• Selected excerpt

Here is a fabulous article! I WISH this guy's book had been translated into English!!!
Anyway, this is what I was thinking about as I visited these trees.
Everything has intrinsic value. Dandelion; oak; hare; orca; ant; zooplankton; inkcap mushroom. And I'm inclined to add, river, glade, forest, sea, moorland. These individuals or collectives are also part of an entangled web which grants each one instrumental value. The oak tree has instrumental value to the squirrel. And vice versa. But the oak tree also values the pine marten who ensures that all his acorns are not eaten by a vast and sedentary population of squirrels (that would have an instrumental disvalue to the oak). The oak tree has value to many, but a land of only oak trees would not be great because many more require trees other than oaks. Or have value in deserts or rivers where oaks are not.
You might mistakenly think that this implies that one could come up with a hierarchy and an ideal state of how many of this and how many of that. but no. Firstly because intrinsic value is not comparable. It just IS. Secondly because everything is not static: it is becoming and so there is a mutability that is not predictable. Thirdly because different becomings arise from different relationships, and different becomings are available to have different relationships in different places and times, which means that the number of potentials may be limitless.

• Written task 1
Count the lines in the entries below that contain the string "reserve", treating uppercase and lowercase as different. Reply with the number alone.

• Records for this task
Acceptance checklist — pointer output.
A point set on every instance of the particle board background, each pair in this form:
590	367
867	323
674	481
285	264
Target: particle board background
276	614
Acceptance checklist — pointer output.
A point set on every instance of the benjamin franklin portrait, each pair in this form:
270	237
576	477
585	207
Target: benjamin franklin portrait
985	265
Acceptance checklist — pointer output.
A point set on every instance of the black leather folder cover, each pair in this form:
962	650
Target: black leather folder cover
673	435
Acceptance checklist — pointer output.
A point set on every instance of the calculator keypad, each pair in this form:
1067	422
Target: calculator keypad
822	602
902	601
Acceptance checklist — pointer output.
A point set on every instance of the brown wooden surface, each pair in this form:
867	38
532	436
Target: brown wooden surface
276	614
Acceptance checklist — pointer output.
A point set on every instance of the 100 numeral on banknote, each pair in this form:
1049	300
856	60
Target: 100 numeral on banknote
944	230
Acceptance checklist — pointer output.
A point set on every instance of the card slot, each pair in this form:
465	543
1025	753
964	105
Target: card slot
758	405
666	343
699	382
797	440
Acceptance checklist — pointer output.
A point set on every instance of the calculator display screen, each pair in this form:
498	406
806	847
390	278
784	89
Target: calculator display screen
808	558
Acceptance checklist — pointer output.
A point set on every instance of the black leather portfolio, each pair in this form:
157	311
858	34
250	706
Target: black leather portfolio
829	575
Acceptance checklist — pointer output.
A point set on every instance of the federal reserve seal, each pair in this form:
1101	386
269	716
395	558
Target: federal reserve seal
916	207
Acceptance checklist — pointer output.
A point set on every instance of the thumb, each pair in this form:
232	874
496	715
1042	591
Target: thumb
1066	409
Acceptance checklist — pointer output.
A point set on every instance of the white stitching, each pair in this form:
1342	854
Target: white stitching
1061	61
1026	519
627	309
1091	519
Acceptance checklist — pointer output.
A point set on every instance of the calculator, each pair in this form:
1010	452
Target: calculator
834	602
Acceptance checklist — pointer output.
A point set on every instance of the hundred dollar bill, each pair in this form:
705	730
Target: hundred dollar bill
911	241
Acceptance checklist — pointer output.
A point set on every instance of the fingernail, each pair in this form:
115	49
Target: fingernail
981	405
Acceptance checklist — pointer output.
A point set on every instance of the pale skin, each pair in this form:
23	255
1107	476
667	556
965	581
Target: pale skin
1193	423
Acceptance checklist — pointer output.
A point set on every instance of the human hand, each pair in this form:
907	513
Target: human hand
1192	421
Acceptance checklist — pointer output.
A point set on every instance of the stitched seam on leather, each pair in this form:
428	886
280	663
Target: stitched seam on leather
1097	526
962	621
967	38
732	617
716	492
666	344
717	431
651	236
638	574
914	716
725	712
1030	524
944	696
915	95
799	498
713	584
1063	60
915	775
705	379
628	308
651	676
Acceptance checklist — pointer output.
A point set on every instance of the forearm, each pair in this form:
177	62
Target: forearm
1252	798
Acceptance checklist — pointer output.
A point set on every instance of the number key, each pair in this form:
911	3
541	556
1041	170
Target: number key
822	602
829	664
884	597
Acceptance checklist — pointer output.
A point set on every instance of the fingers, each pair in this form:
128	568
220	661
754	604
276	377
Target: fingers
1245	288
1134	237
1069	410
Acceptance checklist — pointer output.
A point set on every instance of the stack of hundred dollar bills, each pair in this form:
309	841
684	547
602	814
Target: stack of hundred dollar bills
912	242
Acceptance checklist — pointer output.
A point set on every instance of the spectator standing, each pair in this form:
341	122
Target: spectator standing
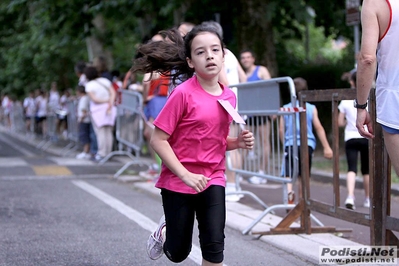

• Written task 2
Translate this sentence from the passage on intrinsic value into Spanish: "The oak tree has instrumental value to the squirrel."

• Task response 1
2

• Task response 2
El roble tiene valor instrumental para la ardilla.